=== Section Start ===

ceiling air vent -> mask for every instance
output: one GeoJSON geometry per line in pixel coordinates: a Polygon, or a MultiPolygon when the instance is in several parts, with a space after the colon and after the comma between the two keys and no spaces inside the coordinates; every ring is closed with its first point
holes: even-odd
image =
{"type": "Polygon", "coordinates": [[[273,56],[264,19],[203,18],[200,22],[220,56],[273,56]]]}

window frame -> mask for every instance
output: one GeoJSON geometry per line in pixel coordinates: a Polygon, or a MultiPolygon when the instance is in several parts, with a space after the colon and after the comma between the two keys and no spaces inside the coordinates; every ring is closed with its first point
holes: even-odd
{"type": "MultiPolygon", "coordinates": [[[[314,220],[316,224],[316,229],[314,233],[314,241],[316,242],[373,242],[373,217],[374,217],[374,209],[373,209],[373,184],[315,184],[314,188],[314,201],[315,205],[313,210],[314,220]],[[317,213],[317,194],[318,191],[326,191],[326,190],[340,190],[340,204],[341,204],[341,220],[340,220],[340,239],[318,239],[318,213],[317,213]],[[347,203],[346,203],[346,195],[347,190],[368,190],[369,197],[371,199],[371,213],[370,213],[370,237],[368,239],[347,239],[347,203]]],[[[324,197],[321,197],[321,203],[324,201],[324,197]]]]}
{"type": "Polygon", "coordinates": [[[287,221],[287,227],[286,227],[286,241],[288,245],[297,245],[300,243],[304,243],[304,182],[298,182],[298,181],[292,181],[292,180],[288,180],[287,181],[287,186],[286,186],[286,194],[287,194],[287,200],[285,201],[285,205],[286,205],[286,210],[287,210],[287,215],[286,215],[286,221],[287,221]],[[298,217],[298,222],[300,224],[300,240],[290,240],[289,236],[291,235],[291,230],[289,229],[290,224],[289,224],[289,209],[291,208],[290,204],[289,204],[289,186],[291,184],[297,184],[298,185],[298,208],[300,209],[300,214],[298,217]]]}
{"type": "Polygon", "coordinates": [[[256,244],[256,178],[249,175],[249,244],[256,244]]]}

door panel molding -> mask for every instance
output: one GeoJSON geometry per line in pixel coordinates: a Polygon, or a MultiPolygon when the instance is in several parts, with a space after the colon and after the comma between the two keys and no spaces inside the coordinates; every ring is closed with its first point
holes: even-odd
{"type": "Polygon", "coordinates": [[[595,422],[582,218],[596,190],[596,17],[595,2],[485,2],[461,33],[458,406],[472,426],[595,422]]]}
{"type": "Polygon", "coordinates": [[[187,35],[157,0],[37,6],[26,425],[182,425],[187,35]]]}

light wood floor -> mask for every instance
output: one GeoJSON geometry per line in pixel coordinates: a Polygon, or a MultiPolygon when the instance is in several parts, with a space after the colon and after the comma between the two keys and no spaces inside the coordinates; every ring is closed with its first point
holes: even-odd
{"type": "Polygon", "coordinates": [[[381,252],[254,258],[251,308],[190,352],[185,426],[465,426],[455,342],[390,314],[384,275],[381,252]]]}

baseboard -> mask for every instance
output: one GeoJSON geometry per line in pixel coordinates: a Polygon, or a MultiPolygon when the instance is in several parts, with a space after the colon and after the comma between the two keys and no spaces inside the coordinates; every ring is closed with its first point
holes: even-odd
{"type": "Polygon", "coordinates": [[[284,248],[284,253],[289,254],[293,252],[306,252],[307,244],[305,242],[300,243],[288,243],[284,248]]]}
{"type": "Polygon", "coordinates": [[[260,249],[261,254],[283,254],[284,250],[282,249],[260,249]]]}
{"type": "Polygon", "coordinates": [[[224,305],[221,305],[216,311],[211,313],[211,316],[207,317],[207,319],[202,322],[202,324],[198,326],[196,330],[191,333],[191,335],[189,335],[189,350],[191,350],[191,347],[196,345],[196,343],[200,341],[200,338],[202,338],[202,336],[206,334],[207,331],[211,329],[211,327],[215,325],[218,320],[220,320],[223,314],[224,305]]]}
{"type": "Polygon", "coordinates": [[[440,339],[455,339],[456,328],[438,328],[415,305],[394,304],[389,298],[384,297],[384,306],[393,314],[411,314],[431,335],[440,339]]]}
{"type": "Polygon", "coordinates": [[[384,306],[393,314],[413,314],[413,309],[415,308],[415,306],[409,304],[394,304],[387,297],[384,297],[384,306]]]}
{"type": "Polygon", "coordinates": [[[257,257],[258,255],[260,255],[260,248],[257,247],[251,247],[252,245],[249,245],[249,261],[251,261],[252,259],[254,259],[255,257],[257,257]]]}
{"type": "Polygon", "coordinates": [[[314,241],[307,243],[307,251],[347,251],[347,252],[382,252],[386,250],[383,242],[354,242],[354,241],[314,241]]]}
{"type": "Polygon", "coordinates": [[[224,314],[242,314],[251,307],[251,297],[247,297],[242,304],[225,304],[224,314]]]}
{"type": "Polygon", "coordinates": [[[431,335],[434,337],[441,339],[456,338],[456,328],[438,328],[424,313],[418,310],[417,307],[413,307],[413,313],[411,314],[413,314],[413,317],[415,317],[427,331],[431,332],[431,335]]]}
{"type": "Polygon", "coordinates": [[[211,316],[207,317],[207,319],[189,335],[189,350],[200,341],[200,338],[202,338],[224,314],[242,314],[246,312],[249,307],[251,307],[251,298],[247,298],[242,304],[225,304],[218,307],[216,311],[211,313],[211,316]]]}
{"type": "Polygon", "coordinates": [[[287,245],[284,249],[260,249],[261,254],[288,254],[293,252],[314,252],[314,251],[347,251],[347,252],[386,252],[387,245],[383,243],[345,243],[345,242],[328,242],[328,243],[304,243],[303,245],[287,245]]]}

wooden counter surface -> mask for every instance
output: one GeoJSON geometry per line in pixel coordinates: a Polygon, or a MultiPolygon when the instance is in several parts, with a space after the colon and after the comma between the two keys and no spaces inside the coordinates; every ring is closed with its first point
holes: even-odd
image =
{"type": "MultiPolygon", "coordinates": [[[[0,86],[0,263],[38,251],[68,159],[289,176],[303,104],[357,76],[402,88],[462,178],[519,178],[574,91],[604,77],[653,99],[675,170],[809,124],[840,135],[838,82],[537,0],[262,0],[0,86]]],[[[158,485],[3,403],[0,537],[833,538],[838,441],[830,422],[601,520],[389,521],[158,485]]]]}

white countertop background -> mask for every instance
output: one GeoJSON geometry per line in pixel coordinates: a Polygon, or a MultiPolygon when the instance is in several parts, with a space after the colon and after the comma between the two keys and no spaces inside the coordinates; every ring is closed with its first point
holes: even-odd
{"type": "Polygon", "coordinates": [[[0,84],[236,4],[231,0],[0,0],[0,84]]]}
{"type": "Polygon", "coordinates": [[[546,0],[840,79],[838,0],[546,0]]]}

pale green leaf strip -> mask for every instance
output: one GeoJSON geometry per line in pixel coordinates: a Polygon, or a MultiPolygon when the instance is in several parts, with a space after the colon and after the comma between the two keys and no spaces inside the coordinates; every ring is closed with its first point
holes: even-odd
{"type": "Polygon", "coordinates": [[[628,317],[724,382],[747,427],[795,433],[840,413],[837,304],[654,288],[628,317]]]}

=== Section End ===

■ TRY IT
For every line of the listing, produce an identical copy.

■ EXERCISE RESPONSE
ceiling air vent -> mask for every instance
output: one GeoJSON geometry per line in pixel coordinates: a Polygon, or a MultiPolygon when the instance is in several parts, with a space after the colon and after the comma between the two keys and no spaces inside the coordinates; every ring is closed with its first point
holes: even-odd
image =
{"type": "Polygon", "coordinates": [[[273,56],[264,19],[203,18],[200,22],[220,56],[273,56]]]}

window frame -> mask for every instance
output: one GeoJSON geometry per line in pixel coordinates: a Polygon, or a MultiPolygon when the instance is in several parts, with a space after the colon and after the comma between the two keys and no spaces inside the coordinates; every ring is closed with its first point
holes: even-odd
{"type": "MultiPolygon", "coordinates": [[[[314,220],[316,224],[316,229],[314,233],[314,241],[316,242],[373,242],[373,217],[374,217],[374,209],[373,209],[373,184],[315,184],[314,188],[314,201],[315,205],[313,210],[314,220]],[[317,213],[317,194],[318,191],[326,191],[326,190],[340,190],[340,204],[341,204],[341,220],[340,220],[340,239],[318,239],[318,213],[317,213]],[[347,203],[346,203],[346,195],[347,190],[368,190],[369,197],[371,199],[371,213],[370,213],[370,237],[368,239],[347,239],[347,203]]],[[[324,197],[321,197],[321,203],[324,201],[324,197]]]]}
{"type": "Polygon", "coordinates": [[[287,221],[287,227],[286,227],[286,241],[288,245],[297,245],[300,243],[304,243],[304,182],[298,182],[298,181],[292,181],[292,180],[288,180],[287,181],[287,186],[286,186],[286,194],[287,194],[287,200],[285,201],[285,205],[286,205],[286,210],[287,210],[287,215],[286,215],[286,221],[287,221]],[[298,217],[298,222],[300,224],[300,240],[290,240],[289,236],[291,235],[291,230],[289,229],[290,224],[289,224],[289,209],[291,208],[290,204],[289,204],[289,186],[291,184],[297,184],[298,185],[298,208],[300,209],[300,214],[298,217]]]}
{"type": "Polygon", "coordinates": [[[256,244],[256,178],[249,175],[249,244],[256,244]]]}

door panel molding -> mask for every instance
output: one GeoJSON geometry per line in pixel coordinates: a Polygon, or a MultiPolygon when the instance is in several parts, with a space after the colon and after the comma between the two keys and no spaces inside the coordinates; every ring is closed with its first point
holes: even-odd
{"type": "Polygon", "coordinates": [[[595,422],[582,218],[596,190],[596,17],[595,2],[485,2],[461,33],[458,406],[472,426],[595,422]]]}
{"type": "Polygon", "coordinates": [[[187,35],[157,0],[37,6],[26,425],[182,425],[187,35]]]}

light wood floor -> mask for every instance
output: one GeoJSON geometry per line in pixel coordinates: a Polygon, or a MultiPolygon when the instance is in several parts, with a space after the colon and after the comma between the two keys and no spaces inside the coordinates; every ring is closed with its first point
holes: even-odd
{"type": "Polygon", "coordinates": [[[381,252],[254,258],[251,308],[190,352],[185,426],[465,426],[455,342],[390,314],[384,275],[381,252]]]}

baseboard -> mask for every instance
output: one GeoJSON geometry per line in pixel coordinates: a Polygon, or a MultiPolygon when the instance is in several parts, with a space after the colon and after the comma between the two keys and no spaces inside the coordinates; every ring is closed with its first point
holes: even-odd
{"type": "Polygon", "coordinates": [[[284,248],[284,253],[289,254],[293,252],[306,252],[307,244],[305,242],[300,243],[288,243],[284,248]]]}
{"type": "Polygon", "coordinates": [[[260,249],[261,254],[283,254],[284,250],[282,249],[260,249]]]}
{"type": "Polygon", "coordinates": [[[224,305],[221,305],[216,311],[211,313],[211,316],[207,317],[207,319],[202,322],[202,324],[198,326],[196,330],[191,333],[191,335],[189,335],[189,350],[191,350],[191,347],[196,345],[196,343],[200,341],[200,338],[202,338],[202,336],[206,334],[207,331],[211,329],[211,327],[215,325],[218,320],[220,320],[223,314],[224,305]]]}
{"type": "Polygon", "coordinates": [[[440,339],[455,339],[456,328],[438,328],[415,305],[394,304],[389,298],[384,297],[384,306],[393,314],[411,314],[431,335],[440,339]]]}
{"type": "Polygon", "coordinates": [[[384,306],[393,314],[413,314],[413,309],[415,308],[415,306],[409,304],[394,304],[387,297],[384,297],[384,306]]]}
{"type": "Polygon", "coordinates": [[[257,257],[258,255],[260,255],[260,248],[257,247],[251,247],[252,245],[249,245],[249,261],[251,261],[252,259],[254,259],[255,257],[257,257]]]}
{"type": "Polygon", "coordinates": [[[314,241],[307,243],[307,251],[347,251],[347,252],[382,252],[386,250],[383,242],[354,242],[354,241],[314,241]]]}
{"type": "Polygon", "coordinates": [[[224,314],[242,314],[251,307],[251,297],[247,297],[242,304],[225,304],[224,314]]]}
{"type": "Polygon", "coordinates": [[[431,335],[434,337],[441,339],[456,338],[456,328],[438,328],[424,313],[418,310],[417,307],[413,307],[413,313],[411,314],[413,314],[413,317],[415,317],[427,331],[431,332],[431,335]]]}
{"type": "Polygon", "coordinates": [[[211,316],[207,317],[207,319],[189,335],[189,350],[200,341],[200,338],[202,338],[224,314],[242,314],[246,312],[249,307],[251,307],[251,298],[247,298],[242,304],[225,304],[218,307],[216,311],[211,313],[211,316]]]}
{"type": "Polygon", "coordinates": [[[287,245],[284,249],[260,249],[261,254],[288,254],[293,252],[314,252],[314,251],[347,251],[347,252],[386,252],[387,245],[383,243],[345,243],[345,242],[328,242],[328,243],[304,243],[303,245],[287,245]]]}

wooden counter surface -> mask for every instance
output: one GeoJSON geometry per line in pixel coordinates: a Polygon, or a MultiPolygon when the instance is in several parts, with a space after the colon and after the comma between the two keys and no spaces inside the coordinates; every ring is closed with its first point
holes: even-odd
image =
{"type": "MultiPolygon", "coordinates": [[[[0,86],[0,263],[38,251],[68,159],[289,176],[303,104],[357,76],[402,88],[462,178],[519,178],[574,91],[604,77],[653,99],[675,170],[809,124],[840,135],[838,82],[537,0],[262,0],[0,86]]],[[[158,485],[3,403],[0,537],[833,538],[838,441],[830,422],[601,520],[389,521],[158,485]]]]}

white countertop background -> mask for every instance
output: one GeoJSON geometry per line in pixel coordinates: a Polygon, or a MultiPolygon when the instance is in several parts, with a space after the colon and after the comma between the two keys and no spaces inside the coordinates; every ring is closed with its first point
holes: even-odd
{"type": "Polygon", "coordinates": [[[0,84],[236,4],[231,0],[0,0],[0,84]]]}
{"type": "Polygon", "coordinates": [[[546,0],[840,79],[838,0],[546,0]]]}

pale green leaf strip -> mask for every instance
output: one GeoJSON geometry per line in pixel coordinates: a Polygon, or a MultiPolygon when the instance is in several parts, with a space after the colon and after the comma between the two keys and no spaces inside the coordinates; every ring is closed with its first point
holes: even-odd
{"type": "Polygon", "coordinates": [[[628,317],[724,382],[747,427],[795,433],[840,413],[837,304],[654,288],[628,317]]]}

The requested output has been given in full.